**SOURCE MATERIAL**
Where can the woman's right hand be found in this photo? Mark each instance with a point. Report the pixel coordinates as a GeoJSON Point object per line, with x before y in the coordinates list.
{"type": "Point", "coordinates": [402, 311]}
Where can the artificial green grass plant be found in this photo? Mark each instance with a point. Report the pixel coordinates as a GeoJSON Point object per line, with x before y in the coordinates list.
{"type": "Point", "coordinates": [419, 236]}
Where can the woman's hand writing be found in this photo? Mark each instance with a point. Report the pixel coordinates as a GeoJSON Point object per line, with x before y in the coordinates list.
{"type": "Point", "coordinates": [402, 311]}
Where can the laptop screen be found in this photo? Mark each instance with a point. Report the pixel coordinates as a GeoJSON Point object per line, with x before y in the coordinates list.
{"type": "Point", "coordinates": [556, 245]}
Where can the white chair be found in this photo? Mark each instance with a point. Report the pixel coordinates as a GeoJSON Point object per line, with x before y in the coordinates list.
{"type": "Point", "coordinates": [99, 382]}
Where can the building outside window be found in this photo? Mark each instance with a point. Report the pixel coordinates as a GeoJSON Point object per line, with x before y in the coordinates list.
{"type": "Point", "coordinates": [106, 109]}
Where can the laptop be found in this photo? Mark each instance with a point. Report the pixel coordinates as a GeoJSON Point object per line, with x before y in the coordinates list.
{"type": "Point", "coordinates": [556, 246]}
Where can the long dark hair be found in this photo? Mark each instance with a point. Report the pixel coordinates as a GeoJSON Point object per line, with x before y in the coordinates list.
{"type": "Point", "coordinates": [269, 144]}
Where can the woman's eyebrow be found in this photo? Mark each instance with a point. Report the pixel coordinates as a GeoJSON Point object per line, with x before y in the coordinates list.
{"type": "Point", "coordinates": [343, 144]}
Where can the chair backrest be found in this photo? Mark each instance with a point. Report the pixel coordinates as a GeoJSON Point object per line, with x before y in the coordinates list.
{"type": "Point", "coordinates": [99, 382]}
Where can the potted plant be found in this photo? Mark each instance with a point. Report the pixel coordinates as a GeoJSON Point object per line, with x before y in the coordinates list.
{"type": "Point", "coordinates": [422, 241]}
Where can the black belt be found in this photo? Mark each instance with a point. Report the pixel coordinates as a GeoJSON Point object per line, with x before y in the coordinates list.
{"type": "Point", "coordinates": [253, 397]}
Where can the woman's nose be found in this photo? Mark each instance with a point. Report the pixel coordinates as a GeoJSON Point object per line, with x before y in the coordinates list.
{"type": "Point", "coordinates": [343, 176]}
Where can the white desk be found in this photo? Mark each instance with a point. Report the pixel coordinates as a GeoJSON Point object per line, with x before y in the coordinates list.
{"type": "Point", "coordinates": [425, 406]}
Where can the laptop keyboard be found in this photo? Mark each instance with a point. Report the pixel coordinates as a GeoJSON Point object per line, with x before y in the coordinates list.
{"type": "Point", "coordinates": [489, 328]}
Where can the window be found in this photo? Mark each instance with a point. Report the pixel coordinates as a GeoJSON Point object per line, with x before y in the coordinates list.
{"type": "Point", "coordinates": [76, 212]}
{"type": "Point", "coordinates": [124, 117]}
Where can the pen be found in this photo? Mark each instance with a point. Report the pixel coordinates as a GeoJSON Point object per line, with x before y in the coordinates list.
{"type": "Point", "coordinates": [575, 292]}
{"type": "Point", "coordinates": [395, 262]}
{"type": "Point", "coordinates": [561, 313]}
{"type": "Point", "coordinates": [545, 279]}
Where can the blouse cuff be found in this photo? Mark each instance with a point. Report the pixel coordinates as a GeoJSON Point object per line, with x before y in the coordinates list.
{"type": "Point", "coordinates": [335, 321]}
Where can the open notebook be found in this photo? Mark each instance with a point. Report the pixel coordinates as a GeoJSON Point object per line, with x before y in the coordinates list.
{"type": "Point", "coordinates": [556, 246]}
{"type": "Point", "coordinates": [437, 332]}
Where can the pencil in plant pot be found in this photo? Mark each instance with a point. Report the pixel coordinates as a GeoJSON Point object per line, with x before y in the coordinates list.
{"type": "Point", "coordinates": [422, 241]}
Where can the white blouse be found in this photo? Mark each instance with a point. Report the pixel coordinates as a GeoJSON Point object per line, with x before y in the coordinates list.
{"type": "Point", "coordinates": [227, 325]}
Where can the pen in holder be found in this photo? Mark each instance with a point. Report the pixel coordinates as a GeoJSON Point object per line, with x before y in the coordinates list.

**WRITTEN TASK**
Rewrite the records from the line that contains "Where can the pencil" through the end of the records, including both of those lines and keeping the requests unchanged. Multiply every coordinate in the answers by 0.3 and round each result to a whole number, with halves rounded up.

**THE ANSWER**
Where can the pencil in plant pot be found in this photo? Mark each instance with a point. Report the pixel coordinates as a GeoJSON Point object per line, with x before y in the coordinates list.
{"type": "Point", "coordinates": [127, 72]}
Where can the white blouse be found in this photo? Mark each instance with a point. Report the pixel coordinates as a GeoJSON Point object per line, with x before y in the coordinates list.
{"type": "Point", "coordinates": [68, 98]}
Where can the pen in holder be found in this photo? Mark each instance with a point. Report the pixel coordinates as a GeoJSON Point object per line, with x before y in the coordinates list.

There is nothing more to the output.